WHAT TO WORK ON | Search the data for the string "green" and extract every line where it appears.

Dataset entries |
= = =
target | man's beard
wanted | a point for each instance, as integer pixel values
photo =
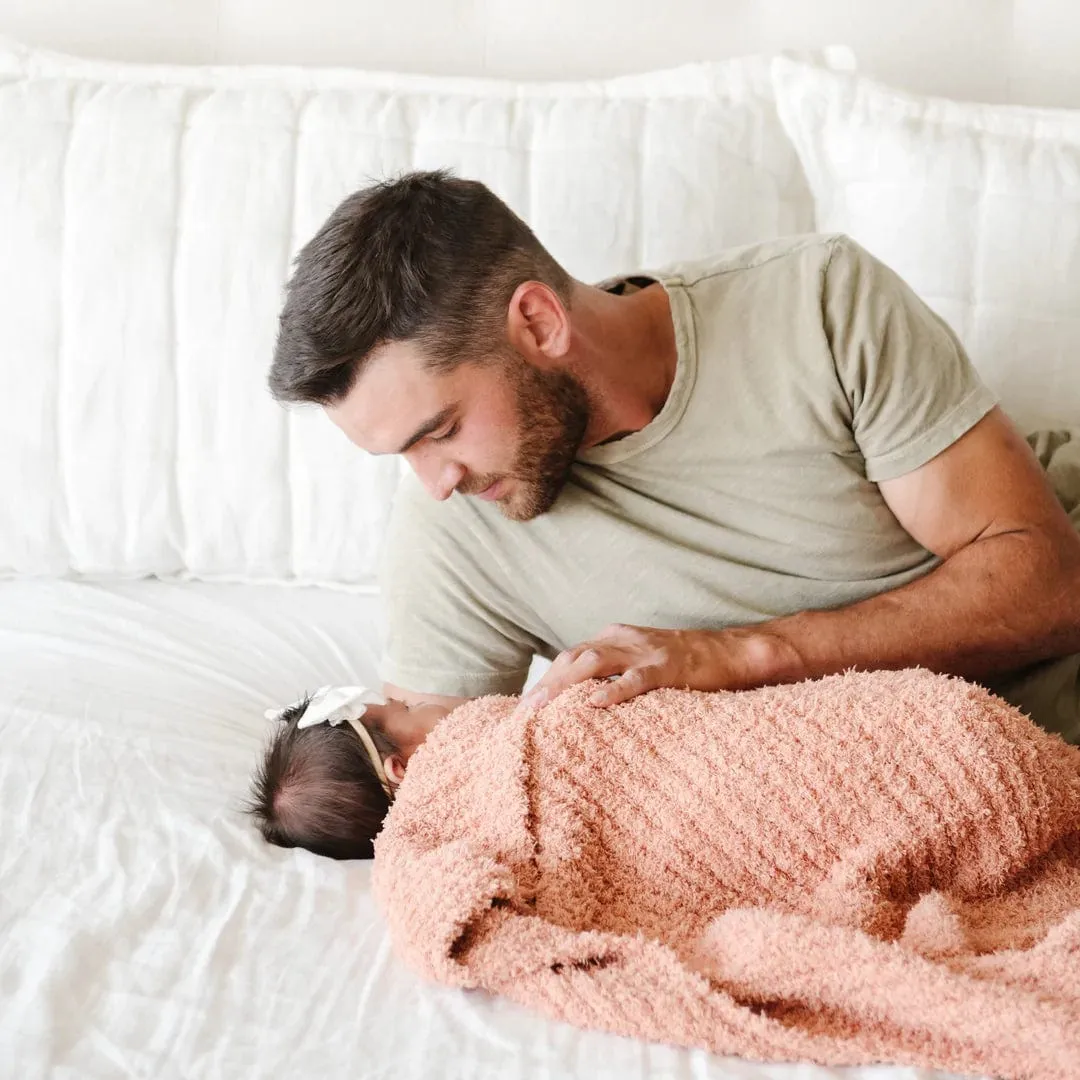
(553, 414)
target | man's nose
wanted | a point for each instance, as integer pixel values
(439, 477)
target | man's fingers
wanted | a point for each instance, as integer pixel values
(570, 667)
(629, 685)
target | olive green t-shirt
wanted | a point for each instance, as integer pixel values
(807, 373)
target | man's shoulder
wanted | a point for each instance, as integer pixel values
(805, 250)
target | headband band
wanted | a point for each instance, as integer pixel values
(373, 753)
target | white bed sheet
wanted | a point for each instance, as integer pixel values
(146, 931)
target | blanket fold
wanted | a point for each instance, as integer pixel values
(872, 867)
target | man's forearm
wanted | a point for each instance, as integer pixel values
(998, 605)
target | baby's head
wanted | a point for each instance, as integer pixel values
(320, 787)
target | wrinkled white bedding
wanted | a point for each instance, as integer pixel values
(146, 931)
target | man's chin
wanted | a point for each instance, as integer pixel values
(526, 501)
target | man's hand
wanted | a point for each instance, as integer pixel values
(638, 659)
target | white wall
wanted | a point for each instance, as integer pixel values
(1025, 51)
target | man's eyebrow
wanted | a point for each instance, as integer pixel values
(427, 428)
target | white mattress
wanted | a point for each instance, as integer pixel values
(146, 931)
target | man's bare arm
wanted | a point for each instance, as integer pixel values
(1006, 595)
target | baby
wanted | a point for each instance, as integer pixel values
(329, 773)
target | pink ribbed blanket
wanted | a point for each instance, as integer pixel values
(871, 867)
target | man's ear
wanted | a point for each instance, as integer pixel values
(394, 768)
(538, 325)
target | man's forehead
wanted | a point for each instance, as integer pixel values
(395, 394)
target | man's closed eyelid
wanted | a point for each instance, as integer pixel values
(449, 433)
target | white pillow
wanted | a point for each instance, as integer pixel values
(149, 216)
(977, 206)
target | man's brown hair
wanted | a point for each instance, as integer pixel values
(429, 258)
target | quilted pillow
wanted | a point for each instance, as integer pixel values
(149, 216)
(976, 206)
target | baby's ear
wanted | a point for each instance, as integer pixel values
(394, 768)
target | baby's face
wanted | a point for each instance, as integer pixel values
(407, 725)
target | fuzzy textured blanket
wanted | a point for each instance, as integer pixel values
(869, 867)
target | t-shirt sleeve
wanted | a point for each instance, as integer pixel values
(449, 629)
(910, 387)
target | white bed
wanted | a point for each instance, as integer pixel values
(147, 931)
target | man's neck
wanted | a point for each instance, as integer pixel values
(624, 353)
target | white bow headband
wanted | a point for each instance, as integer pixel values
(341, 704)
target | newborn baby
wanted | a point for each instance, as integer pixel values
(328, 775)
(878, 866)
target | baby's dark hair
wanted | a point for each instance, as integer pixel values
(316, 788)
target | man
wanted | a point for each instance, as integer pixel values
(768, 467)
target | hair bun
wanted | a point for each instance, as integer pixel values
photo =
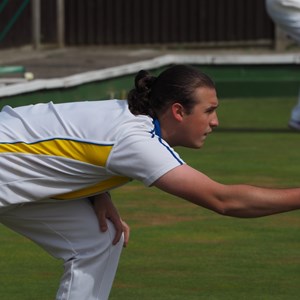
(144, 81)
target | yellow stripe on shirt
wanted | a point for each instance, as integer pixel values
(95, 189)
(95, 154)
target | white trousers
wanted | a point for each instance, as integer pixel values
(69, 230)
(286, 14)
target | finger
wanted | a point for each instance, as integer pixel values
(126, 230)
(119, 231)
(102, 222)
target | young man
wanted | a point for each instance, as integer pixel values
(54, 157)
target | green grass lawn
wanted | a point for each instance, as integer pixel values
(180, 251)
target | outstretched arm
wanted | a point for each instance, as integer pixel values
(105, 209)
(242, 201)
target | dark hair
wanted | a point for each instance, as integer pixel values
(178, 83)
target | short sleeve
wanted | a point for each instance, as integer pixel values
(143, 157)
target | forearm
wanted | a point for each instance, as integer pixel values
(243, 201)
(248, 202)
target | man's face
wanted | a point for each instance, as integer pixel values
(196, 125)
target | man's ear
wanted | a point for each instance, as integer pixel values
(178, 111)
= = =
RESULT FOR THIS TASK |
target | olive green t-shirt
target | green grass lawn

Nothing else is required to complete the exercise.